**TASK GOAL:** Give back all of the data exactly.

———

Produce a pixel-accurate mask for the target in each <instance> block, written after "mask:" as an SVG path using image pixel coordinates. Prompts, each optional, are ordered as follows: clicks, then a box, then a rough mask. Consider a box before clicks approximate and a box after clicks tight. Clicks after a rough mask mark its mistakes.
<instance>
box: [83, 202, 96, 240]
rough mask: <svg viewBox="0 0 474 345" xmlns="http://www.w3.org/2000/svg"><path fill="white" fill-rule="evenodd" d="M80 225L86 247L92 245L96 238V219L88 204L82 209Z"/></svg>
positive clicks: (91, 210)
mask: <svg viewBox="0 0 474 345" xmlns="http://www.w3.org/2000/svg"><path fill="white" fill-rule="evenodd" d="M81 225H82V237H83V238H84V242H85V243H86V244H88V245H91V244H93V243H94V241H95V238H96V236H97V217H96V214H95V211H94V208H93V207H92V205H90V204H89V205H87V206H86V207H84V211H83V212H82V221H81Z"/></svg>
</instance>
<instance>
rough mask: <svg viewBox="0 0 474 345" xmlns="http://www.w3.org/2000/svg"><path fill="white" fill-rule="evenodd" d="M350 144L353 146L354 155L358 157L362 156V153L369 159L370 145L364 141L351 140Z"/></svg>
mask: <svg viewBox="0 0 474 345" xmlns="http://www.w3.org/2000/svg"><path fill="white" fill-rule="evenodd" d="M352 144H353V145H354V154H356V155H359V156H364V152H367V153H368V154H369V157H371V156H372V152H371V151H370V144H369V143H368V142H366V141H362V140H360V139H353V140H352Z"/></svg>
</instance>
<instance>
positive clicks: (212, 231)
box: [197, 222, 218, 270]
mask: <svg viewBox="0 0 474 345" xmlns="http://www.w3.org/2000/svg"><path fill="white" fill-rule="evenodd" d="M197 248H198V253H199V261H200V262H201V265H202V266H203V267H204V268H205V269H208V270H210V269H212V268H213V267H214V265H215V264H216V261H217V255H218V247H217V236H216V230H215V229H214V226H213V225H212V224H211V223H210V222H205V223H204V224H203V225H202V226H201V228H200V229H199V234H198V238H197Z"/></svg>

———

**TASK ANSWER:**
Produce a pixel-accurate mask for the target in each <instance> block, written after "mask:" as an SVG path using image pixel coordinates. Prompts, each optional, are ordered as follows: clicks, then a box, then a rough mask. Consider a box before clicks approximate and a box after clicks tight. Clicks after a rough mask mark its mistakes.
<instance>
box: [83, 202, 96, 240]
rough mask: <svg viewBox="0 0 474 345" xmlns="http://www.w3.org/2000/svg"><path fill="white" fill-rule="evenodd" d="M80 225L86 247L92 245L96 238V219L88 204L82 209Z"/></svg>
positive clicks: (91, 210)
mask: <svg viewBox="0 0 474 345" xmlns="http://www.w3.org/2000/svg"><path fill="white" fill-rule="evenodd" d="M81 225H82V237H83V238H84V242H85V243H86V244H88V245H91V244H93V243H94V241H95V238H96V236H97V217H96V214H95V211H94V208H93V207H92V205H90V204H89V205H87V206H86V207H84V211H83V212H82V221H81Z"/></svg>
</instance>
<instance>
rough mask: <svg viewBox="0 0 474 345" xmlns="http://www.w3.org/2000/svg"><path fill="white" fill-rule="evenodd" d="M350 144L353 146L354 155L358 157L362 156V153L369 159L370 145L364 141L351 140Z"/></svg>
mask: <svg viewBox="0 0 474 345" xmlns="http://www.w3.org/2000/svg"><path fill="white" fill-rule="evenodd" d="M352 144H353V145H354V154H356V155H359V156H364V152H367V153H368V154H369V157H371V156H372V152H371V151H370V144H369V143H368V142H366V141H362V140H360V139H353V140H352Z"/></svg>
</instance>
<instance>
positive clicks: (212, 231)
box: [197, 222, 218, 270]
mask: <svg viewBox="0 0 474 345" xmlns="http://www.w3.org/2000/svg"><path fill="white" fill-rule="evenodd" d="M197 248H198V253H199V261H200V262H201V265H202V266H203V267H204V268H205V269H208V270H210V269H212V268H213V267H214V265H215V264H216V261H217V255H218V247H217V236H216V230H215V229H214V226H213V225H212V224H211V223H210V222H205V223H204V224H203V225H202V226H201V228H200V229H199V234H198V238H197Z"/></svg>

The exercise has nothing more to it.